● **What to do**: Quote the entries that follow exactly, leaving none out.

● **Given data**:
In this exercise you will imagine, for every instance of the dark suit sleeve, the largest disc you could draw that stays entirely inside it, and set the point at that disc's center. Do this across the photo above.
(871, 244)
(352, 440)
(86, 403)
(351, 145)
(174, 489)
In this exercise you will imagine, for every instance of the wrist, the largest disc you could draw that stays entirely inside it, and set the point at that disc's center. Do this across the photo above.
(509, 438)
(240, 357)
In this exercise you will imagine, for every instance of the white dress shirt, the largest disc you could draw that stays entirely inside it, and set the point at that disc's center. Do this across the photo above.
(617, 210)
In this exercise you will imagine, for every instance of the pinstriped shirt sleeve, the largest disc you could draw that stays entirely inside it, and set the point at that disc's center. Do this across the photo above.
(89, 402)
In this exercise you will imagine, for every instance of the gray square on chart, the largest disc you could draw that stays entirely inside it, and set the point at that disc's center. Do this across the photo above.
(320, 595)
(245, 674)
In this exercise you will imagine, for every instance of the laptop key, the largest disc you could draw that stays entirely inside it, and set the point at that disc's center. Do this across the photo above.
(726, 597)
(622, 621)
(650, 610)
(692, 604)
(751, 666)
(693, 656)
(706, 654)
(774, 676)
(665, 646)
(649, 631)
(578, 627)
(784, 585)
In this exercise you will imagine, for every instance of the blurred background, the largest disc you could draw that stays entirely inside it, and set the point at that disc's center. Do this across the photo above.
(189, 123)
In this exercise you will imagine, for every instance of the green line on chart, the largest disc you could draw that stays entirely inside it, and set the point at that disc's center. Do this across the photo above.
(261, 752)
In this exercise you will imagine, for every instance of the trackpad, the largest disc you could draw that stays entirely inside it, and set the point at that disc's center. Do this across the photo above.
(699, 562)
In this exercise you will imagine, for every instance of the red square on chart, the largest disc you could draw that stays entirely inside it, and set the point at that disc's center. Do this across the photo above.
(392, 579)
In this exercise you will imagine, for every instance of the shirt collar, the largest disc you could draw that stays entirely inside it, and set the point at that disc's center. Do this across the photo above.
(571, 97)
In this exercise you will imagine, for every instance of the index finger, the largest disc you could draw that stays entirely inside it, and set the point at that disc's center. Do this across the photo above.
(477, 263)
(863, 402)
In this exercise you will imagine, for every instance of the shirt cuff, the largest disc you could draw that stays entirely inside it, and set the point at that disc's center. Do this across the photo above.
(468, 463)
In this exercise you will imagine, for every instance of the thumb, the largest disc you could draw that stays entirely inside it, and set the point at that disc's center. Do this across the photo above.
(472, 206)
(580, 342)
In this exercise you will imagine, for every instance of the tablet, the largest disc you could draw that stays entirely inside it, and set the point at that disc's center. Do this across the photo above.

● **Written response**:
In this exercise you will imagine, for every instance of the dark suit sleeve, the largest disc you could draw that stays entirely inside it, and set the point at that disc's center. Do this across the photo above.
(871, 244)
(352, 440)
(86, 403)
(351, 145)
(174, 489)
In this exercise you will imagine, for every instance of the wrist, the largest disc you could draw that stays entirely inside it, and set the point at that disc's center. Do this across the photo above.
(509, 438)
(240, 357)
In this exercise you will imagine, for every instance of the white dress shirt, the largest disc you could draw that stays entirely inside it, and set the point at that disc's center. Do this across the photo above.
(617, 210)
In this exercise you will imagine, for every instance of the pinstriped shirt sleeve, the largest disc you could draw that stays entirely inside it, and set the point at that disc's center. Do this across the photo above.
(89, 402)
In this exercise you will imagine, for every instance of the gray square on chart, the largest disc you could draw that stays entirely inside it, and set the point at that disc's center. Do this across the photo above.
(320, 595)
(245, 674)
In this exercise you will imagine, for every instance of the laptop key, the largest disc you could draw that stays entirely inside it, and set the point at that disc's center. Do this across the photo above.
(726, 597)
(622, 621)
(650, 610)
(692, 604)
(751, 666)
(693, 656)
(706, 654)
(774, 676)
(665, 646)
(649, 631)
(578, 627)
(784, 585)
In this exercise you will imagine, for every instance of the blurred background, the largest disc you could draw that stays entirely inside it, and set the point at that disc's center. Do this across the photo above.
(189, 123)
In this exercise you will imagine, for every instance of the green line on chart, the largest disc you could draw that stays entirely inside it, and set the point at that disc's center. Do this across the photo above.
(261, 752)
In this exercise you will imagine, for every instance of the trackpad, the largest disc you could draw that stays entirely inside it, and set the point at that disc's center. Do this across the photo above.
(699, 562)
In this exercise you will imagine, for every instance of the red square on chart, the largest disc you could draw that stays entirely inside it, and set the point at that disc's center. Do this across the photo above.
(392, 579)
In this exercise you will imagine, for every instance of the shirt collar, the largest disc you could draw that stays entirely inside it, and set the point at that disc's center. Do this across the photo above.
(571, 97)
In this exercise you will imagine, for every instance of the index finger, the largest disc you could draw that stays entirely inside it, and set the point at that disc's center. Do this across the photo above.
(477, 263)
(863, 402)
In this exercise you will imagine, for every instance of the shirt cuff, the largest disc you could draw that stays entirely inside it, and set the point at that disc's center. Do this across the photo above.
(468, 463)
In this exercise you will imagine, for every instance of the thumb, the largest disc you could draw that stays entirely inside it, and set the point at that disc's center. Do this across the photo above.
(472, 206)
(580, 342)
In this exercise you will imagine, for every instance of the tablet, the largest disc you could draw that stays entirely inside it, and set the point at that disc's center. Do this across the photo above.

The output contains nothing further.